В 1854 году я приехал в Казань и встретился с Н. И. Лобачевским [175].
Эти годы были очень тяжелыми для создателя неэвклидовой геометрии. Он ослеп, его отстранили от университета, его идеи вызывали насмешки.
Я был представлен Лобачевскому в университетском актовом зале. Его ввела жена, он тяжело опирался на палку, на губах его блуждала неопределенная, несколько виноватая улыбка, он с трудом поднимал седую голову и как бы стыдился своей немощи. Когда я сказал Лобачевскому, что знаю о неэвклидовой геометрии и думаю, что ей принадлежит будущее, великий мыслитель сразу преобразился. Он потянулся ко мне, застывшая неуверенная улыбка уступила место глубокому удовлетворению. Лобачевский стал как-то выше, черты лица его разгладились, стали четкими, только незрячие глаза оставались такими же тусклыми. Лобачевский пригласил меня к себе, и на следующий день мы сидели в саду его дома.
В это время одинокий мыслитель много думал о физических эквивалентах неэвклидовой геометрии. Он говорил о возможном неэвклидовом характере космоса и о влиянии сил, действующих в микромире.
Постулат параллельных, равенство суммы двух углов в треугольнике двум прямым углам может не быть неизменным при количественном преобразовании картины мира, при переходе от мельчайших частиц к обычным масштабам и к звездному небу. Что же является инвариантом геометрического постижения мира? «Это, — говорил Лобачевский, — сама зависимость геометрических аксиом от физической природы и масштабов рассматриваемых явлений. Мы можем, зная устройство мира, определять, в каком случае какая геометрия является наиболее точным геометрическим описанием действительности. Если так, то инвариантом познания становятся уже не геометрические соотношения, а их связь с масштабами и структурой физического мира. Поэтому они являются уже не инвариантами геометрии, а более общими физико-геометрическими инвариантами познания мира».

───

**Задание 1**
Почему, по словам Лобачевского во фрагменте о Лобачевском, инвариантом познания становятся уже не геометрические соотношения, а их связь с масштабами и структурой физического мира? Ответьте в одном–трех предложениях.
**Задание 2**
Допишите фрагмент о Лобачевском: что могло бы следовать сразу за его последним предложением?
Пункты, идущие дальше, — отдельный материал, не связанный с фрагментом о Лобачевском.

**Сохранённые данные**
───

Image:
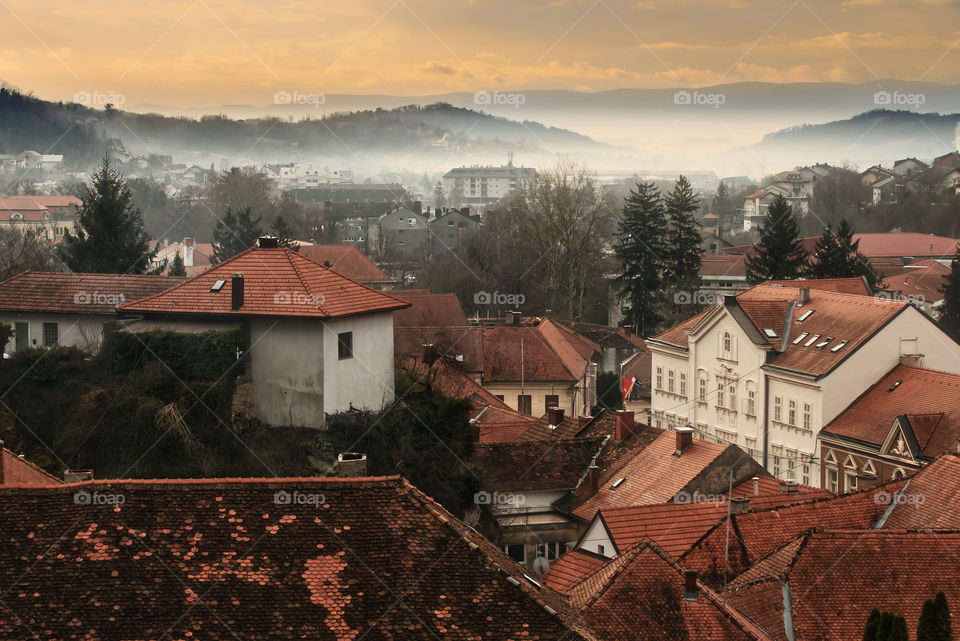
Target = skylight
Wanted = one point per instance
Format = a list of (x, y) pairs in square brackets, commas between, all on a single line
[(838, 346)]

───

**Ваш ответ 1**
Геометрические аксиомы, например постулат параллельных, могут меняться при переходе от мельчайших частиц к обычным масштабам и к звездному небу, то есть зависят от физической природы и масштабов явлений. Зная устройство мира, можно определить, какая геометрия в каждом случае точнее всего описывает действительность.

**Ваш ответ 2**
В целом беседа с Лобачевским производила двойственное впечатление. Прежде всего впечатление невероятной мощи научного прогноза. Мыслитель XIX века говорил о проблемах науки ХХ века, которая, обретая связь с «вопрошающей» тенденцией прошлого, получала в его устах еще большее «внутреннее совершенство». Это была живая и глубоко оптимистическая демонстрация непрерывности и преемственности духовной эволюции человечества. Демонстрация действительной реальности машины времени, действительной переклички эпох. Но впечатление было и трагическим. Лобачевский подходил к новым применениям своей геометрии, к новым представлениям о пространстве, о познании, о реальности, но он был измучен одиночеством и болезнями. Мне хотелось что-нибудь сделать для моего великого собеседника, и я сделал, что мог: рассказал ему о развитии физической геометрии, о теории относительности, о неэвклидовости четырехмерного пространства-времени. Рассказал в виде предположения о дальнейшем развитии науки. Впрочем, Лобачевского не интересовали истоки моих представлений о судьбе неэвклидовой геометрии. Он видел в моем рассказе неоднозначный прогноз, но вероятный. В данном случае, как и во многих других, прогноз будущего меняет оценку настоящего. Неэвклидова геометрия становится геометрией мира, геометрией вселенной. Мысли Лобачевского о физических эквивалентах неэвклидовой геометрии приобретали для него то, что Эйнштейн назвал впоследствии «внешним оправданием». Правда, для Лобачевского это оправдание казалось еще только предположением. Но такая принципиальная возможность была для него большой радостью. Он ощущал возможное в будущем торжество физической геометрии как торжество своего научного подвига и как подтверждение своих исходных идей, выходивших за рамки геометрии.
Физический смысл неэвклидовой геометрии при такой ее связи с физикой представляет собой нечто противоположное кантианскому априорно-субъективному пониманию пространства-времени. У Канта инвариантом познания оказывается сознание человека. У Лобачевского, напротив, инварианты познания становятся отображениями инвариантов бытия.